- DATA FOR THE TASK:
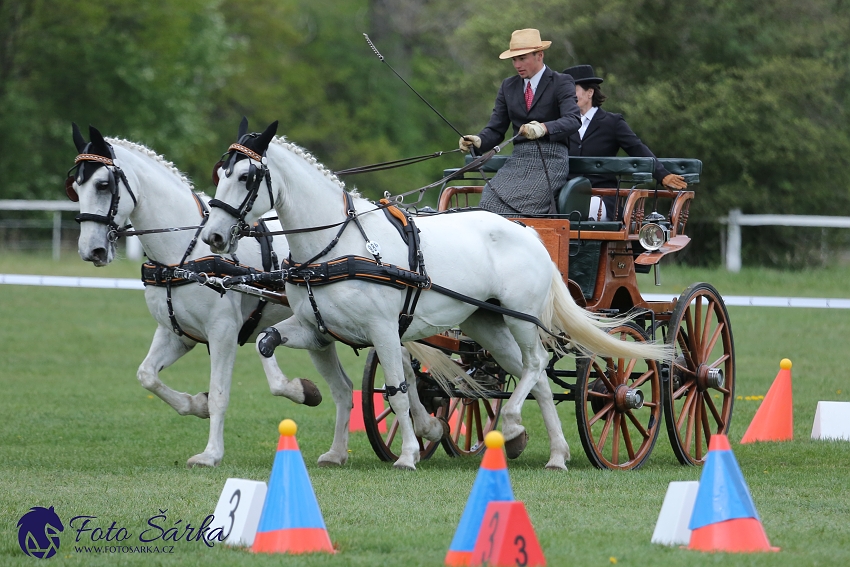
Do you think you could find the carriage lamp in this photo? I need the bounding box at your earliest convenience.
[638,211,670,252]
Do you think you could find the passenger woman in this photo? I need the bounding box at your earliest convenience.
[564,65,688,220]
[459,29,580,216]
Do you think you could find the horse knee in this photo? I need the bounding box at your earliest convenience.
[257,327,287,358]
[136,365,160,390]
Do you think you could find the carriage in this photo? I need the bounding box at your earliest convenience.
[354,156,735,470]
[66,121,735,469]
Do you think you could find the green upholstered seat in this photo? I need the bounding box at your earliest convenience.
[658,158,702,184]
[555,177,593,220]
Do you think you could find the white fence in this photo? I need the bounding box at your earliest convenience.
[0,199,142,260]
[720,209,850,272]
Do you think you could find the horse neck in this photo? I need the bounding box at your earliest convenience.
[115,146,201,264]
[267,144,362,262]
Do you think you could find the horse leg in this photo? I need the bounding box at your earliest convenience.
[401,347,449,442]
[136,325,210,418]
[308,344,353,466]
[256,317,322,407]
[531,373,570,471]
[186,324,238,468]
[370,338,419,471]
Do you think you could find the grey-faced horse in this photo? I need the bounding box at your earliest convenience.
[66,124,344,467]
[201,121,668,469]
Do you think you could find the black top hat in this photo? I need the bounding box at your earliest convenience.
[564,65,602,85]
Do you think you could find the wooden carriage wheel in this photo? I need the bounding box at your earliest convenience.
[664,283,735,465]
[575,323,662,470]
[362,349,505,461]
[361,348,440,462]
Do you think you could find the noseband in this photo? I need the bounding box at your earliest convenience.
[209,144,274,240]
[65,150,137,242]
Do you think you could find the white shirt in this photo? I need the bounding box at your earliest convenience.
[522,65,546,94]
[578,106,598,140]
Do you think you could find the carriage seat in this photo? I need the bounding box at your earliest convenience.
[658,158,702,185]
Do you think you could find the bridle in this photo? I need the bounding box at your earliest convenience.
[209,139,274,237]
[65,144,138,242]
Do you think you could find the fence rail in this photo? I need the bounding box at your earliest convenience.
[0,199,142,260]
[719,209,850,273]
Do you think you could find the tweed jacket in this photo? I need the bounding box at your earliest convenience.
[567,108,670,187]
[478,67,581,152]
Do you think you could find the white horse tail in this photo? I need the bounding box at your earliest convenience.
[540,263,673,360]
[402,341,486,396]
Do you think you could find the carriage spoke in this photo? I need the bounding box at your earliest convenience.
[705,396,726,431]
[688,295,702,350]
[676,388,697,431]
[673,380,697,400]
[587,402,614,427]
[611,412,623,465]
[676,329,699,368]
[626,410,649,439]
[596,411,617,454]
[702,321,725,360]
[620,415,635,461]
[593,360,617,392]
[699,301,714,360]
[475,401,484,443]
[629,369,655,390]
[701,396,712,447]
[694,394,705,459]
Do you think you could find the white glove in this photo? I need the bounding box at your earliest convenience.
[457,134,481,153]
[519,120,546,140]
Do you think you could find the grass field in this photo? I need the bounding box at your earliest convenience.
[0,254,850,567]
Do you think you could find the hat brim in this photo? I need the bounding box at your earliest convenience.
[568,73,602,85]
[499,41,552,59]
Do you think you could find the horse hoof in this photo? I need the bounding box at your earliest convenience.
[300,378,322,408]
[505,431,528,459]
[186,453,221,469]
[437,417,452,439]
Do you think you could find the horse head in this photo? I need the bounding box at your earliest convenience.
[65,124,136,266]
[201,118,277,254]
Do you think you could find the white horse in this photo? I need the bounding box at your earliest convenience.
[66,124,344,467]
[201,121,669,470]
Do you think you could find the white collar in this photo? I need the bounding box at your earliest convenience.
[522,65,546,93]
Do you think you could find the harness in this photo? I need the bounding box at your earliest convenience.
[142,219,280,346]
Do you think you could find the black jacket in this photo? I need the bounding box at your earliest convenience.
[478,67,581,152]
[567,108,670,187]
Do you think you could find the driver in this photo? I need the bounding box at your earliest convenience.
[459,29,581,216]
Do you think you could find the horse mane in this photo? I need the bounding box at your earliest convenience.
[272,136,360,197]
[104,138,195,191]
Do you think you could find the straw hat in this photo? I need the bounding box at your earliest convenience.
[499,29,552,59]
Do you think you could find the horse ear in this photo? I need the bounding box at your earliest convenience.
[89,126,112,157]
[71,122,88,153]
[254,120,277,154]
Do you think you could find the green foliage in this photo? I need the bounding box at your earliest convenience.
[0,0,850,266]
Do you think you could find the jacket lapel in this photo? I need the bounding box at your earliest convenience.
[528,67,552,112]
[582,108,605,142]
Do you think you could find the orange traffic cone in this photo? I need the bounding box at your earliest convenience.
[445,431,514,567]
[251,419,334,553]
[741,358,794,443]
[688,434,779,553]
[348,390,387,433]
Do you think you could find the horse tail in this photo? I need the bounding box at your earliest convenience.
[540,263,672,360]
[402,341,486,396]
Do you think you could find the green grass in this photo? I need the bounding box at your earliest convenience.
[0,260,850,567]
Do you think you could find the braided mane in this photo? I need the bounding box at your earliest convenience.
[272,136,360,197]
[104,138,195,191]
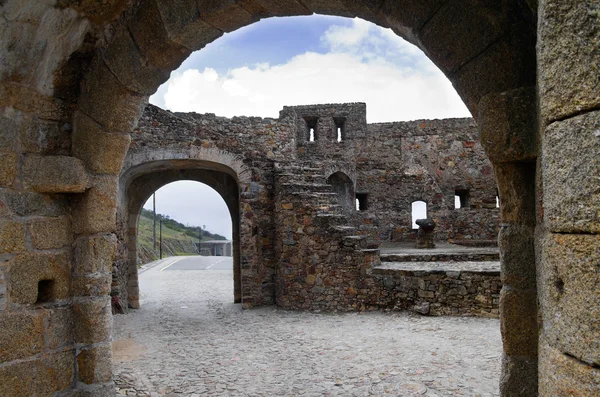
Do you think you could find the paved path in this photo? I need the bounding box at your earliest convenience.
[113,257,501,397]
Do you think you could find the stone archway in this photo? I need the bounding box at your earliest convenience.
[7,0,584,395]
[73,0,538,395]
[118,147,252,308]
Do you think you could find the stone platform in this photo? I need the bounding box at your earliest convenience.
[372,242,502,317]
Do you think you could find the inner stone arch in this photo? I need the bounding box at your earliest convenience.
[116,159,242,309]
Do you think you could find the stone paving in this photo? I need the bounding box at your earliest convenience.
[113,262,501,397]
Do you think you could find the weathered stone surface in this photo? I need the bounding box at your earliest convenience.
[73,296,112,344]
[73,112,131,175]
[46,307,73,350]
[156,0,223,51]
[418,1,510,73]
[8,253,69,304]
[498,223,536,290]
[71,274,112,296]
[500,355,550,397]
[0,189,67,216]
[202,5,258,32]
[449,24,535,116]
[0,312,44,364]
[73,234,117,276]
[494,163,536,223]
[542,111,600,233]
[0,152,18,187]
[104,28,170,95]
[478,87,538,164]
[500,287,538,358]
[539,340,600,397]
[77,344,112,384]
[537,0,600,123]
[73,61,148,131]
[0,219,27,254]
[23,156,89,193]
[29,217,73,250]
[129,1,192,71]
[302,0,355,18]
[72,176,117,234]
[0,350,74,397]
[538,233,600,366]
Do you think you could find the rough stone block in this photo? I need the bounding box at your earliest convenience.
[537,0,600,123]
[0,350,74,397]
[500,355,543,396]
[498,223,537,289]
[290,0,355,18]
[538,233,600,365]
[29,217,72,250]
[478,87,537,164]
[45,308,74,350]
[381,0,447,31]
[73,61,148,131]
[156,0,223,51]
[202,5,257,32]
[73,112,131,175]
[73,297,112,344]
[71,274,112,296]
[104,28,171,95]
[418,1,509,72]
[450,25,536,116]
[542,111,600,233]
[77,344,112,384]
[539,340,600,397]
[0,189,67,216]
[0,152,18,187]
[23,155,89,193]
[73,234,117,275]
[0,311,44,364]
[494,163,536,227]
[129,1,192,71]
[500,288,538,357]
[8,254,69,304]
[254,0,312,17]
[0,219,27,254]
[72,176,117,234]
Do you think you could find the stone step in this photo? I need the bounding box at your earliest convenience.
[381,251,500,262]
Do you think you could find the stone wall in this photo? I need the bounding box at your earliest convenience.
[0,0,600,397]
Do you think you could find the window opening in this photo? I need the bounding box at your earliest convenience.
[411,200,427,229]
[36,280,54,303]
[333,118,346,142]
[356,193,369,211]
[454,189,469,209]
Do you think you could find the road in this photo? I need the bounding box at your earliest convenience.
[113,257,502,397]
[152,256,233,272]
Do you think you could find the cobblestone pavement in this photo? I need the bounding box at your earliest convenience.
[113,260,501,397]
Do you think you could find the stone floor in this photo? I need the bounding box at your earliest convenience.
[113,262,501,397]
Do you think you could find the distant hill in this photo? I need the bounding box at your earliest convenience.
[138,209,227,264]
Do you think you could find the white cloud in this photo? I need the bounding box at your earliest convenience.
[152,19,469,122]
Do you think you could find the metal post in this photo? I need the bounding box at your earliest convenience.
[160,218,162,259]
[152,192,156,249]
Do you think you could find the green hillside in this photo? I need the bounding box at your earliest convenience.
[137,209,226,264]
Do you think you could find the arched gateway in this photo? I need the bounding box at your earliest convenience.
[0,0,600,396]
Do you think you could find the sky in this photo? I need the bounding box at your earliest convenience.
[144,15,470,237]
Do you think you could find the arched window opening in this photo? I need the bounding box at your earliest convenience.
[411,200,427,229]
[327,171,356,212]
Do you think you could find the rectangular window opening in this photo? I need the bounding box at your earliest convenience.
[454,189,469,209]
[304,117,319,142]
[356,193,369,211]
[36,280,54,303]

- WHAT IS NEEDED:
Rewrite the part of the material that runs from its start through the line containing "[459,29,580,216]", swapping "carriage lamp" for "coach lantern" and keeping everything else the same. Leave the pictures out of your answer.

- SOLUTION TO THE EXERCISE:
Do you think you could find the coach lantern in this photo? I need the bounding box at your earliest convenience.
[638,211,670,252]
Do you think you could find the passenger woman in this photo? I need the bounding box at your earliest convenience.
[564,65,688,220]
[459,29,580,216]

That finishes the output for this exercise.